### WHAT THE TASK ASKS
Please tally the lines of the listing below that contain the word "birch", treating case as significant, and give only that number.

### RECORDS TO PROCESS

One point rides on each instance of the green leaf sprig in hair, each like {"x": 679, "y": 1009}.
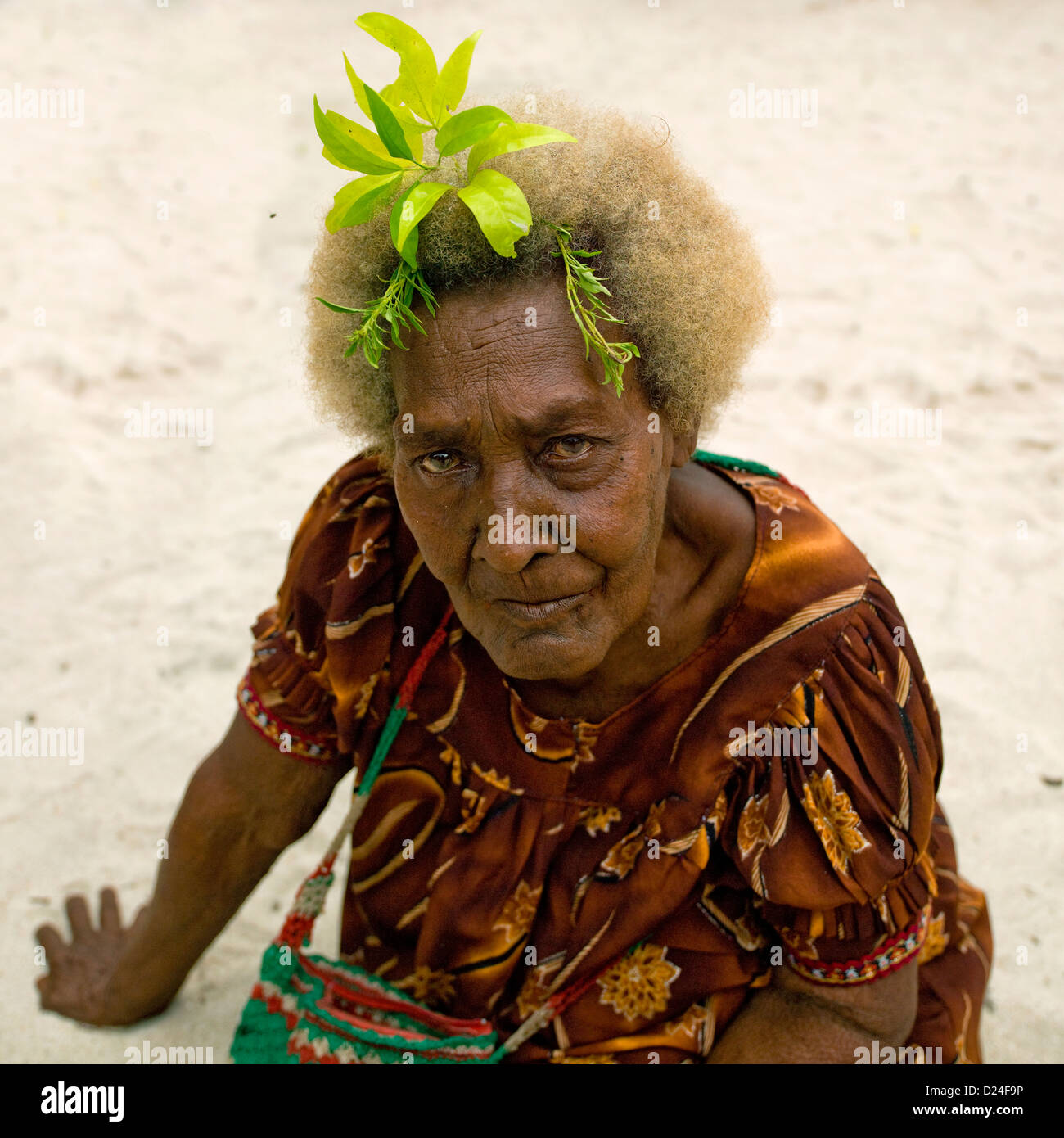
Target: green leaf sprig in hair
{"x": 390, "y": 160}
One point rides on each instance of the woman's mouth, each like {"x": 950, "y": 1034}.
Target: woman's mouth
{"x": 524, "y": 612}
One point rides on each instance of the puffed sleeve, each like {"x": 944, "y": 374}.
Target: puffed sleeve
{"x": 320, "y": 648}
{"x": 831, "y": 825}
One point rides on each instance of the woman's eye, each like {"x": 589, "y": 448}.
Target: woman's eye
{"x": 570, "y": 446}
{"x": 438, "y": 463}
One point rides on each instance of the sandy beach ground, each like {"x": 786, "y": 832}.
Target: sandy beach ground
{"x": 156, "y": 251}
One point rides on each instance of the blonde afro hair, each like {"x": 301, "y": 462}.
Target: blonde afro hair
{"x": 683, "y": 271}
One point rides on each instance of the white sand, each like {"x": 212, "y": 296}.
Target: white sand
{"x": 183, "y": 106}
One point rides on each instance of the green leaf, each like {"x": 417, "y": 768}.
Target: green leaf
{"x": 454, "y": 78}
{"x": 388, "y": 126}
{"x": 511, "y": 137}
{"x": 358, "y": 88}
{"x": 500, "y": 207}
{"x": 346, "y": 151}
{"x": 468, "y": 128}
{"x": 336, "y": 307}
{"x": 417, "y": 203}
{"x": 417, "y": 61}
{"x": 408, "y": 248}
{"x": 362, "y": 134}
{"x": 355, "y": 201}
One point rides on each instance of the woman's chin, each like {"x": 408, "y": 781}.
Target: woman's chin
{"x": 544, "y": 654}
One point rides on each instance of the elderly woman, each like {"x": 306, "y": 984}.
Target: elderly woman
{"x": 677, "y": 742}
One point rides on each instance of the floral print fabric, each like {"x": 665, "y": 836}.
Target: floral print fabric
{"x": 676, "y": 851}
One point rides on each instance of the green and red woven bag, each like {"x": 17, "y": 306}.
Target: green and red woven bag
{"x": 306, "y": 1009}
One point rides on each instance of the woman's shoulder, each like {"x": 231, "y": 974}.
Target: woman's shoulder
{"x": 814, "y": 623}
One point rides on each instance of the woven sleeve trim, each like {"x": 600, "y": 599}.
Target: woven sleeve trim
{"x": 895, "y": 951}
{"x": 283, "y": 737}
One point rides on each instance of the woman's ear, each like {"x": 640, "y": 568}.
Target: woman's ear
{"x": 685, "y": 443}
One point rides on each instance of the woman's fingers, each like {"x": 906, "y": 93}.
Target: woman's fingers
{"x": 49, "y": 939}
{"x": 78, "y": 914}
{"x": 110, "y": 916}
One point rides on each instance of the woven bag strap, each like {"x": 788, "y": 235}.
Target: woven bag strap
{"x": 311, "y": 897}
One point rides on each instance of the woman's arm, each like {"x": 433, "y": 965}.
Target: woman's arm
{"x": 795, "y": 1021}
{"x": 244, "y": 806}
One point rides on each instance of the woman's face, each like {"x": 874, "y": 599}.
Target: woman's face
{"x": 535, "y": 494}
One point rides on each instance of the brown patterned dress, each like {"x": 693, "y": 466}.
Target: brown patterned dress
{"x": 687, "y": 843}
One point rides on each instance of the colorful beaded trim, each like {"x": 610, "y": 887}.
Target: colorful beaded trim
{"x": 895, "y": 951}
{"x": 283, "y": 738}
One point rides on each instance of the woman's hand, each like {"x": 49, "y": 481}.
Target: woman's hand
{"x": 85, "y": 978}
{"x": 245, "y": 804}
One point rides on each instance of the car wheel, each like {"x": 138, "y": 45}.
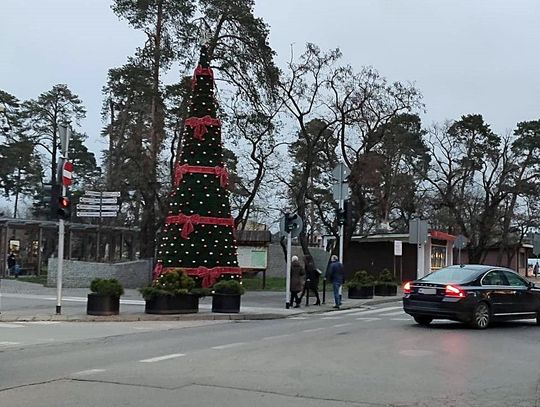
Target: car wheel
{"x": 424, "y": 321}
{"x": 481, "y": 316}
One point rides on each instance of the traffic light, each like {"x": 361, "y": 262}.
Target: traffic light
{"x": 290, "y": 225}
{"x": 344, "y": 215}
{"x": 64, "y": 207}
{"x": 53, "y": 192}
{"x": 341, "y": 216}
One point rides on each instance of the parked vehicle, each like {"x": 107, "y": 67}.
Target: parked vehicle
{"x": 474, "y": 294}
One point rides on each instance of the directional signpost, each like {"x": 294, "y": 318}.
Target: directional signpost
{"x": 99, "y": 204}
{"x": 64, "y": 134}
{"x": 290, "y": 225}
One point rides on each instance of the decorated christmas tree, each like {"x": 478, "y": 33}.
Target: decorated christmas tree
{"x": 197, "y": 237}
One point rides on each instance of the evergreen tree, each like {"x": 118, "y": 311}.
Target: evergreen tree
{"x": 198, "y": 234}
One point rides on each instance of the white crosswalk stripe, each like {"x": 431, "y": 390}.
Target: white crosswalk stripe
{"x": 376, "y": 310}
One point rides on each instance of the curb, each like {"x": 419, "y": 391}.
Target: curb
{"x": 144, "y": 317}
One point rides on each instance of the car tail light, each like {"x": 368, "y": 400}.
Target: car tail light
{"x": 407, "y": 288}
{"x": 454, "y": 291}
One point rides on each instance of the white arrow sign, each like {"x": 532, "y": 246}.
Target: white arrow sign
{"x": 98, "y": 207}
{"x": 98, "y": 200}
{"x": 103, "y": 193}
{"x": 97, "y": 214}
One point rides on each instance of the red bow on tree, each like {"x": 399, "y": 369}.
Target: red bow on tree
{"x": 199, "y": 125}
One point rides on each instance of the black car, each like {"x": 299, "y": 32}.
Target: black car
{"x": 475, "y": 294}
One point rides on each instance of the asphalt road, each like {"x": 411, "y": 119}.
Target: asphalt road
{"x": 375, "y": 357}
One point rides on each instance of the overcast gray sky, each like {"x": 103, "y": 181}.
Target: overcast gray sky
{"x": 466, "y": 56}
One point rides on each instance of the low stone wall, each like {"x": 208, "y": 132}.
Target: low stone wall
{"x": 132, "y": 274}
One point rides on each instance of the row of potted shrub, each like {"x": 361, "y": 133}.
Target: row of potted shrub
{"x": 172, "y": 293}
{"x": 363, "y": 285}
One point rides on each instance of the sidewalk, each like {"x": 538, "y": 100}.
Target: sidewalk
{"x": 21, "y": 301}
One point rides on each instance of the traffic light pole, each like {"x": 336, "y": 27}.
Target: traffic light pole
{"x": 61, "y": 231}
{"x": 288, "y": 272}
{"x": 60, "y": 261}
{"x": 341, "y": 232}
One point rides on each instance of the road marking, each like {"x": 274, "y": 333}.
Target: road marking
{"x": 165, "y": 357}
{"x": 229, "y": 345}
{"x": 391, "y": 314}
{"x": 345, "y": 311}
{"x": 6, "y": 325}
{"x": 376, "y": 310}
{"x": 276, "y": 337}
{"x": 313, "y": 330}
{"x": 88, "y": 372}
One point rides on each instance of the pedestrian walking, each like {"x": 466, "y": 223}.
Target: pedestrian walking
{"x": 312, "y": 279}
{"x": 336, "y": 276}
{"x": 297, "y": 280}
{"x": 12, "y": 261}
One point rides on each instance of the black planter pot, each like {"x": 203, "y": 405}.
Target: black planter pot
{"x": 172, "y": 304}
{"x": 386, "y": 290}
{"x": 98, "y": 304}
{"x": 357, "y": 293}
{"x": 226, "y": 303}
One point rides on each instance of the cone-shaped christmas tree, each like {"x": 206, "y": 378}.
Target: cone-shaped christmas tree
{"x": 198, "y": 234}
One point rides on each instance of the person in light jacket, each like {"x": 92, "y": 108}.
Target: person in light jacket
{"x": 336, "y": 276}
{"x": 297, "y": 280}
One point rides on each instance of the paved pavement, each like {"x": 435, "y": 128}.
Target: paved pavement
{"x": 22, "y": 301}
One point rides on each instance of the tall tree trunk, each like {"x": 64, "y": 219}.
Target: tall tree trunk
{"x": 149, "y": 218}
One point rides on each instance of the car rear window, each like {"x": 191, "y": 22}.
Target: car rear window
{"x": 451, "y": 275}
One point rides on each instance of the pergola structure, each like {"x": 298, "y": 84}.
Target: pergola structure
{"x": 34, "y": 241}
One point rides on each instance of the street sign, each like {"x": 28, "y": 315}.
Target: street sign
{"x": 84, "y": 199}
{"x": 398, "y": 248}
{"x": 460, "y": 242}
{"x": 341, "y": 172}
{"x": 67, "y": 172}
{"x": 341, "y": 191}
{"x": 64, "y": 134}
{"x": 536, "y": 244}
{"x": 98, "y": 207}
{"x": 418, "y": 231}
{"x": 299, "y": 225}
{"x": 96, "y": 214}
{"x": 103, "y": 193}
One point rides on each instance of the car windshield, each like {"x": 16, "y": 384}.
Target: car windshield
{"x": 451, "y": 275}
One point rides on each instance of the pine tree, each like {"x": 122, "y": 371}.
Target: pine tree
{"x": 198, "y": 234}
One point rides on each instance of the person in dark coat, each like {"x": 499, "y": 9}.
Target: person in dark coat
{"x": 312, "y": 279}
{"x": 11, "y": 263}
{"x": 297, "y": 280}
{"x": 336, "y": 276}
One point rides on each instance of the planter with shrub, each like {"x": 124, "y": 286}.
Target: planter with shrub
{"x": 105, "y": 297}
{"x": 360, "y": 286}
{"x": 386, "y": 284}
{"x": 171, "y": 293}
{"x": 226, "y": 296}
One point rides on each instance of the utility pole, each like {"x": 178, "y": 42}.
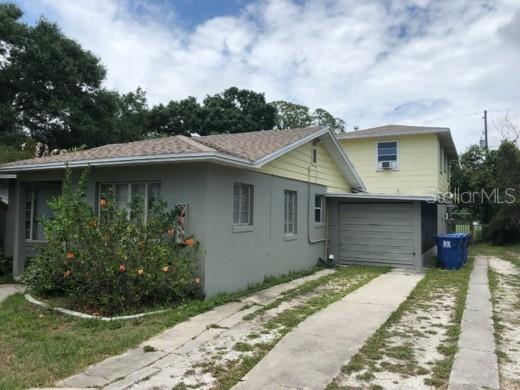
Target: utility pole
{"x": 485, "y": 130}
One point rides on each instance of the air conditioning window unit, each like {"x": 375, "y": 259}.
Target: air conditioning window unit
{"x": 387, "y": 165}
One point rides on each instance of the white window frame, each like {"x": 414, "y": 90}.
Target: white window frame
{"x": 35, "y": 192}
{"x": 250, "y": 204}
{"x": 321, "y": 208}
{"x": 441, "y": 158}
{"x": 290, "y": 228}
{"x": 31, "y": 216}
{"x": 314, "y": 155}
{"x": 397, "y": 151}
{"x": 129, "y": 197}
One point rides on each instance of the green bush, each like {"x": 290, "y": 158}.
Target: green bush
{"x": 113, "y": 262}
{"x": 6, "y": 266}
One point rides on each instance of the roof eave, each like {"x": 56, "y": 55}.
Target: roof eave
{"x": 136, "y": 160}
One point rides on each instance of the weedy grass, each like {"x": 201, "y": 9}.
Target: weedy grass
{"x": 39, "y": 347}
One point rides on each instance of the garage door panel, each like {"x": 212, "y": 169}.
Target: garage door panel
{"x": 378, "y": 221}
{"x": 381, "y": 246}
{"x": 376, "y": 234}
{"x": 377, "y": 207}
{"x": 376, "y": 214}
{"x": 367, "y": 241}
{"x": 377, "y": 255}
{"x": 378, "y": 231}
{"x": 382, "y": 261}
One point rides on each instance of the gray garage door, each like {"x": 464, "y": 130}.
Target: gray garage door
{"x": 376, "y": 233}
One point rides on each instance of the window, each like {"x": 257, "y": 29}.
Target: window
{"x": 318, "y": 209}
{"x": 242, "y": 204}
{"x": 387, "y": 153}
{"x": 125, "y": 193}
{"x": 289, "y": 212}
{"x": 37, "y": 208}
{"x": 441, "y": 159}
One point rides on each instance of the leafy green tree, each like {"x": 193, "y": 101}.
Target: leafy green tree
{"x": 45, "y": 79}
{"x": 321, "y": 117}
{"x": 236, "y": 110}
{"x": 177, "y": 117}
{"x": 494, "y": 177}
{"x": 291, "y": 115}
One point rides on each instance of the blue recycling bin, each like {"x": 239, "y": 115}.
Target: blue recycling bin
{"x": 466, "y": 237}
{"x": 450, "y": 250}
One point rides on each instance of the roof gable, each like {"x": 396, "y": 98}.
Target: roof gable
{"x": 443, "y": 134}
{"x": 252, "y": 150}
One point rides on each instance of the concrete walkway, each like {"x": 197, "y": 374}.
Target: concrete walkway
{"x": 312, "y": 354}
{"x": 9, "y": 289}
{"x": 122, "y": 371}
{"x": 475, "y": 365}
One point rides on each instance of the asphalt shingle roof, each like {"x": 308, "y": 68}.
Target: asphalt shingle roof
{"x": 250, "y": 146}
{"x": 390, "y": 130}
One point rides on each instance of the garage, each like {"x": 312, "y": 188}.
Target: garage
{"x": 376, "y": 233}
{"x": 379, "y": 229}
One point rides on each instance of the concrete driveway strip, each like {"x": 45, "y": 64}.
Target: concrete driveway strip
{"x": 311, "y": 355}
{"x": 475, "y": 365}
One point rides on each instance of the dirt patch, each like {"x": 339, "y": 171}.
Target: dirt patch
{"x": 506, "y": 308}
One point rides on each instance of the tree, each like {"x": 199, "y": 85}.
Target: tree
{"x": 177, "y": 117}
{"x": 494, "y": 179}
{"x": 292, "y": 116}
{"x": 236, "y": 110}
{"x": 321, "y": 117}
{"x": 51, "y": 88}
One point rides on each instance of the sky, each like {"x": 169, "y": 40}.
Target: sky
{"x": 372, "y": 62}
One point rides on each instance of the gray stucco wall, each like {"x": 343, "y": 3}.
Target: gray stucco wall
{"x": 232, "y": 260}
{"x": 236, "y": 259}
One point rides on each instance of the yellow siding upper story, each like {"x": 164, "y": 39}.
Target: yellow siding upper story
{"x": 418, "y": 171}
{"x": 297, "y": 165}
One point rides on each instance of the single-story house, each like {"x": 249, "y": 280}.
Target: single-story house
{"x": 261, "y": 203}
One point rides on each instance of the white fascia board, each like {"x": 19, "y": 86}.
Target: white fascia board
{"x": 136, "y": 160}
{"x": 353, "y": 135}
{"x": 343, "y": 162}
{"x": 280, "y": 152}
{"x": 368, "y": 195}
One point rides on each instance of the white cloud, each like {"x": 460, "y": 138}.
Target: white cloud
{"x": 425, "y": 62}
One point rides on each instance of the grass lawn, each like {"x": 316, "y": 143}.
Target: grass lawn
{"x": 38, "y": 346}
{"x": 504, "y": 282}
{"x": 307, "y": 299}
{"x": 417, "y": 344}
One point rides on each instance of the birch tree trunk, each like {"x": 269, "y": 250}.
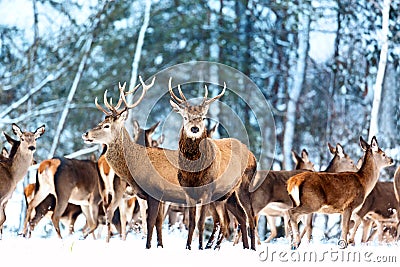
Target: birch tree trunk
{"x": 373, "y": 126}
{"x": 136, "y": 60}
{"x": 60, "y": 127}
{"x": 295, "y": 90}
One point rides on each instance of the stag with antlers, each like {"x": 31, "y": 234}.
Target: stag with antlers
{"x": 205, "y": 165}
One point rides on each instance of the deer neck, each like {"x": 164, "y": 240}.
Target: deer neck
{"x": 190, "y": 147}
{"x": 369, "y": 172}
{"x": 333, "y": 165}
{"x": 115, "y": 155}
{"x": 20, "y": 164}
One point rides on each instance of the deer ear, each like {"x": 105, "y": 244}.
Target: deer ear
{"x": 374, "y": 144}
{"x": 39, "y": 131}
{"x": 136, "y": 128}
{"x": 332, "y": 149}
{"x": 339, "y": 150}
{"x": 364, "y": 145}
{"x": 123, "y": 115}
{"x": 161, "y": 139}
{"x": 304, "y": 155}
{"x": 9, "y": 139}
{"x": 4, "y": 152}
{"x": 295, "y": 157}
{"x": 175, "y": 106}
{"x": 16, "y": 130}
{"x": 153, "y": 128}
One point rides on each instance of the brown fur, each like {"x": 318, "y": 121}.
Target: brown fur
{"x": 46, "y": 207}
{"x": 381, "y": 202}
{"x": 14, "y": 168}
{"x": 396, "y": 184}
{"x": 323, "y": 192}
{"x": 70, "y": 180}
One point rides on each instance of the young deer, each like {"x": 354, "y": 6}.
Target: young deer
{"x": 14, "y": 168}
{"x": 342, "y": 193}
{"x": 112, "y": 187}
{"x": 204, "y": 162}
{"x": 150, "y": 166}
{"x": 396, "y": 184}
{"x": 155, "y": 169}
{"x": 70, "y": 181}
{"x": 380, "y": 207}
{"x": 271, "y": 198}
{"x": 45, "y": 208}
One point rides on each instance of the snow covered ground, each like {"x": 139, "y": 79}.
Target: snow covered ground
{"x": 51, "y": 251}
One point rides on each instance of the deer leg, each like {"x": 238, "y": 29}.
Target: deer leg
{"x": 143, "y": 209}
{"x": 159, "y": 221}
{"x": 307, "y": 221}
{"x": 192, "y": 224}
{"x": 223, "y": 223}
{"x": 89, "y": 222}
{"x": 152, "y": 213}
{"x": 216, "y": 223}
{"x": 37, "y": 199}
{"x": 367, "y": 224}
{"x": 286, "y": 223}
{"x": 345, "y": 226}
{"x": 58, "y": 211}
{"x": 357, "y": 221}
{"x": 2, "y": 219}
{"x": 272, "y": 225}
{"x": 123, "y": 211}
{"x": 244, "y": 197}
{"x": 237, "y": 210}
{"x": 294, "y": 214}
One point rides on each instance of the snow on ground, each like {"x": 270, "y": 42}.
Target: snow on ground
{"x": 51, "y": 251}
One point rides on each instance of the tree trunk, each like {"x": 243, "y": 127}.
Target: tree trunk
{"x": 295, "y": 90}
{"x": 136, "y": 61}
{"x": 373, "y": 126}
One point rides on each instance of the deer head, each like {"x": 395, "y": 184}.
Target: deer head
{"x": 380, "y": 157}
{"x": 303, "y": 162}
{"x": 193, "y": 115}
{"x": 144, "y": 137}
{"x": 105, "y": 131}
{"x": 27, "y": 140}
{"x": 341, "y": 161}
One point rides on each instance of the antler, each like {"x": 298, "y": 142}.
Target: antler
{"x": 209, "y": 101}
{"x": 108, "y": 113}
{"x": 145, "y": 88}
{"x": 183, "y": 98}
{"x": 113, "y": 110}
{"x": 177, "y": 99}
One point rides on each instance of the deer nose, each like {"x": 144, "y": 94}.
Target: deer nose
{"x": 194, "y": 129}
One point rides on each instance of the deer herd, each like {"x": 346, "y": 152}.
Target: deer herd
{"x": 203, "y": 177}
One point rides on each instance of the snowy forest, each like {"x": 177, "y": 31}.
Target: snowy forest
{"x": 329, "y": 69}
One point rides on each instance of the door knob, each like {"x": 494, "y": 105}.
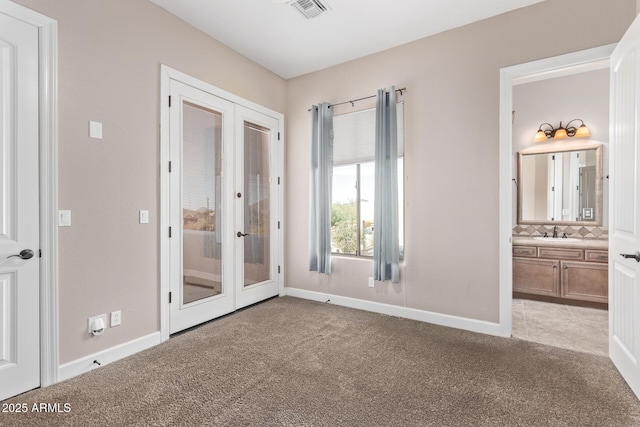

### RESPONSE
2